** Data to examine follows **

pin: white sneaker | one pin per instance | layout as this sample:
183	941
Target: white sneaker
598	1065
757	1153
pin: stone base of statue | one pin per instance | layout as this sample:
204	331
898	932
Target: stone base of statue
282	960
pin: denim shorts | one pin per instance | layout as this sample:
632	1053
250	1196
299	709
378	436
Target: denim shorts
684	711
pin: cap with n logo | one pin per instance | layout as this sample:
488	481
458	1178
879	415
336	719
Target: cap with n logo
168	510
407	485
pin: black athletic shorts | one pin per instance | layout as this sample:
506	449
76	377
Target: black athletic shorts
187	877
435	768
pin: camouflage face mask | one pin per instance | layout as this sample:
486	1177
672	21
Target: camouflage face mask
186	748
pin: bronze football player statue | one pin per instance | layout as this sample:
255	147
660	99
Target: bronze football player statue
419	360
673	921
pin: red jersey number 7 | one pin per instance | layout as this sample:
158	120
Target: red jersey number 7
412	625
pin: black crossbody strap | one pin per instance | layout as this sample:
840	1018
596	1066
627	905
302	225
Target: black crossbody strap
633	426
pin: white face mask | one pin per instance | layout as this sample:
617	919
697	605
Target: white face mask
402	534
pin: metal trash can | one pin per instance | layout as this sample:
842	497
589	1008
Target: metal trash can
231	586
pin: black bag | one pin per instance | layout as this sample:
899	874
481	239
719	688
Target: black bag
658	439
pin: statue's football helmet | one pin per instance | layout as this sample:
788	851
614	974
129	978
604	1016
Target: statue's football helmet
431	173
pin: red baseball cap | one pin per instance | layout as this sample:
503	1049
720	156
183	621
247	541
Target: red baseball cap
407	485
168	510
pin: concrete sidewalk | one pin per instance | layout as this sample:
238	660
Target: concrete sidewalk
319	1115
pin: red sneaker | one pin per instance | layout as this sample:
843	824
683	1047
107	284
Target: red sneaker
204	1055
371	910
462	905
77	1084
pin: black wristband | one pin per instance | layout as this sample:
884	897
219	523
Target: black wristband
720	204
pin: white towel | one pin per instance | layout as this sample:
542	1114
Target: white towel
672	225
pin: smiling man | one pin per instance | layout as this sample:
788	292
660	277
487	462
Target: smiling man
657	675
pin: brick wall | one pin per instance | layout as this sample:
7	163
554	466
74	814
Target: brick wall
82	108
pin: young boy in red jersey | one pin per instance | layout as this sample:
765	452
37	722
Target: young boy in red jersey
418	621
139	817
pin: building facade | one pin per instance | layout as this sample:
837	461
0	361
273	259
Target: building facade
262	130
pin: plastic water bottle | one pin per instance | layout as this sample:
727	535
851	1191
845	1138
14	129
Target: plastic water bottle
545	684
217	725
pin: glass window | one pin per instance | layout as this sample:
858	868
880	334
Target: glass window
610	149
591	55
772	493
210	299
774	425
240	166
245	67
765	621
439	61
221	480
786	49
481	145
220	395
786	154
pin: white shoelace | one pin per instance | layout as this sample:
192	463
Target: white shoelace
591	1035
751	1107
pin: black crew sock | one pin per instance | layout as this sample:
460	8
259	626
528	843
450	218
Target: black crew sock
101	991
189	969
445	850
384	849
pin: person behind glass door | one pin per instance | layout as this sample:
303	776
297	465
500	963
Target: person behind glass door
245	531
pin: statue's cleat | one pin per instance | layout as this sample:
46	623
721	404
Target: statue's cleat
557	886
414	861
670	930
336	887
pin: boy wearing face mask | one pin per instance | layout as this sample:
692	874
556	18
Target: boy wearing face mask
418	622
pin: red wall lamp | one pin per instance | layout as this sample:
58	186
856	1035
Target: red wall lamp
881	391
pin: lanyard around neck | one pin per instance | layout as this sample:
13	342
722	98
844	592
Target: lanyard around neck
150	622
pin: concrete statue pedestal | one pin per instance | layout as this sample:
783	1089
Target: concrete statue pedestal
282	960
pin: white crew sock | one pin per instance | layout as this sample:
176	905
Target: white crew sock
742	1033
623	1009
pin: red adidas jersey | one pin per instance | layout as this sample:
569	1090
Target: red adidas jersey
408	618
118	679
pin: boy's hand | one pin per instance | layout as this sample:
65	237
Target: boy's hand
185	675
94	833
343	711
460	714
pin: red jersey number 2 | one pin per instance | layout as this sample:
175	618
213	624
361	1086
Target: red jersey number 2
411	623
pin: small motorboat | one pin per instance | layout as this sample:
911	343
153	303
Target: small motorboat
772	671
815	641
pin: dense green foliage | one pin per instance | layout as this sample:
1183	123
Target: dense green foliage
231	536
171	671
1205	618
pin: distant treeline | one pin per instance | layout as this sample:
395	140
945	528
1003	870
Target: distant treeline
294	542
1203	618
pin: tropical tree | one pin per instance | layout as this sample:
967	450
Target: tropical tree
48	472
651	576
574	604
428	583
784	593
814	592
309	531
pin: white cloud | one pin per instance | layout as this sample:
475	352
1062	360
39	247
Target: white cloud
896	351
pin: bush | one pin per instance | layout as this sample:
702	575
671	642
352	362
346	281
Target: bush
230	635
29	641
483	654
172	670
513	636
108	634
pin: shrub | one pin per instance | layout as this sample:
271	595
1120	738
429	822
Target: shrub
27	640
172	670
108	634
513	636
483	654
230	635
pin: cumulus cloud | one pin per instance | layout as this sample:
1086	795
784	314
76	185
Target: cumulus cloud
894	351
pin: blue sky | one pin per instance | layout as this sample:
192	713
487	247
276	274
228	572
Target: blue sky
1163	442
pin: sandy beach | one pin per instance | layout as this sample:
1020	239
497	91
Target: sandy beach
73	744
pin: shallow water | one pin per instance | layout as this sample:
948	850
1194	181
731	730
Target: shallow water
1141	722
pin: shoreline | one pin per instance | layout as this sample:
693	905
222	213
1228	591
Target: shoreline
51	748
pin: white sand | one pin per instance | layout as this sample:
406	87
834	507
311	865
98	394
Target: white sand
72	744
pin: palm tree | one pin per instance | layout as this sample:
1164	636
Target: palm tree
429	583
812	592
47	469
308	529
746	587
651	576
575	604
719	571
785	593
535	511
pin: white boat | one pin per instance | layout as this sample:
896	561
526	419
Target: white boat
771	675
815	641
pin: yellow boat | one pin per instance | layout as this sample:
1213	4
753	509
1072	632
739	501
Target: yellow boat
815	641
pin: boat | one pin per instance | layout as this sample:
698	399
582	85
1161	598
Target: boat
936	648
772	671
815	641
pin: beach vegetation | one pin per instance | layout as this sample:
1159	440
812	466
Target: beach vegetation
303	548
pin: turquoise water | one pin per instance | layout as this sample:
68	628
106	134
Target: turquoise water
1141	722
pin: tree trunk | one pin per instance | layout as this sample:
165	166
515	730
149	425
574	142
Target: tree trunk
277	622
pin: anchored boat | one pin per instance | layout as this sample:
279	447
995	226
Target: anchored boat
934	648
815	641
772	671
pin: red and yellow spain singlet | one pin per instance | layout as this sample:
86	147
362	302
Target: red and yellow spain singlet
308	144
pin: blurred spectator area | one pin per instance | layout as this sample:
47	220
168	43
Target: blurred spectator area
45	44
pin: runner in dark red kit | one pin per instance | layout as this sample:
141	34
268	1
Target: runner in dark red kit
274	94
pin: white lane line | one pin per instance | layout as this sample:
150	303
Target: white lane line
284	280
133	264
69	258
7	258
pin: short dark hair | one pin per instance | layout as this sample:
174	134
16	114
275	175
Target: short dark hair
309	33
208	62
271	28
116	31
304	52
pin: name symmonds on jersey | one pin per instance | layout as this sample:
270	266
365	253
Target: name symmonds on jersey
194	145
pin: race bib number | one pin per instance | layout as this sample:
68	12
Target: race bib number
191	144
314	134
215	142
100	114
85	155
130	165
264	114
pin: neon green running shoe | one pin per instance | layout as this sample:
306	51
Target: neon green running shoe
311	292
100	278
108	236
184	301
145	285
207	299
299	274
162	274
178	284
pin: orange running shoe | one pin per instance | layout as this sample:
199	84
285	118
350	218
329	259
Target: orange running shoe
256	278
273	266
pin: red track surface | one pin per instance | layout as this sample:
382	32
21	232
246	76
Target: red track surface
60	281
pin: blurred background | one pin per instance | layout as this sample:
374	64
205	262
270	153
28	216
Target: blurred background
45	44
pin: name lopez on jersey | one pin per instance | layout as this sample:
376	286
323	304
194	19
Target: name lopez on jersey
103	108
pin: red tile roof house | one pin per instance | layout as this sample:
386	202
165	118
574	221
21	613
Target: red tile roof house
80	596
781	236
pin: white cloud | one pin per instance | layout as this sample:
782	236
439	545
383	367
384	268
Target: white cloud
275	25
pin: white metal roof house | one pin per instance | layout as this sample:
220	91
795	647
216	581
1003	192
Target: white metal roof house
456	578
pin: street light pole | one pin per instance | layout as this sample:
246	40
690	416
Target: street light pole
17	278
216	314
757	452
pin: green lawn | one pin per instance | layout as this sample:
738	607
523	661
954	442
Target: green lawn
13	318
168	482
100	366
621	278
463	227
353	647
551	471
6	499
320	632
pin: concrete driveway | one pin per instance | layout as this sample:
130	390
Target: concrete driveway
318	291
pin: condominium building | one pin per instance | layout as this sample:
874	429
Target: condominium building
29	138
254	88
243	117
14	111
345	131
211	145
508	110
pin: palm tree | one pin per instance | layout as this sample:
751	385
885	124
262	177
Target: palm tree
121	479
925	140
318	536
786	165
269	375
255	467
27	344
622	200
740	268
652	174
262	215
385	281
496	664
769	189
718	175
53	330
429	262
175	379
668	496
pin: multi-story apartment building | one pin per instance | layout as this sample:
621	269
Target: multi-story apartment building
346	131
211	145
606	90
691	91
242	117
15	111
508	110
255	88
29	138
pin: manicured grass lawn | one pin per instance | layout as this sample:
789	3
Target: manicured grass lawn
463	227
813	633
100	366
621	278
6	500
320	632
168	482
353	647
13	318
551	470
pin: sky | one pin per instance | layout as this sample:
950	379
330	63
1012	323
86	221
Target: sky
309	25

** End of Data to examine **

◆ Exercise prompt: Retype exactly the lines from the one containing "Target: green lawn" through the last line of the records above, including both.

◆ Result of this task:
Target: green lawn
13	318
168	482
100	366
621	278
463	227
353	647
551	471
6	499
320	632
pin: concrete driveway | one pin per instance | layout as this sample:
130	390
Target: concrete driveway
318	291
pin: condominium building | one pin per instance | layout as this sample:
874	429
Target: condominium building
29	138
254	88
243	117
14	111
345	131
211	145
508	110
pin: palm tree | one pin per instance | layout as this sample:
751	385
885	124
262	177
Target: palm tree
121	479
925	140
318	536
786	165
269	375
255	467
27	344
622	200
740	268
652	174
262	215
385	281
496	664
769	189
718	175
53	330
429	262
175	379
668	496
pin: multi-story apartment building | one pin per instance | layout as this sample:
621	269
Target: multi-story apartment building
346	131
211	145
606	90
691	91
242	117
15	111
508	110
255	88
29	138
pin: manicured grass lawn | one pin per instance | layout as this sample:
789	3
Target: manicured grass lawn
463	227
813	633
100	366
621	278
6	500
320	632
168	482
353	647
13	318
551	470
pin: sky | one pin per instance | layout as this sample:
950	379
330	63
1012	323
86	221
Target: sky
309	25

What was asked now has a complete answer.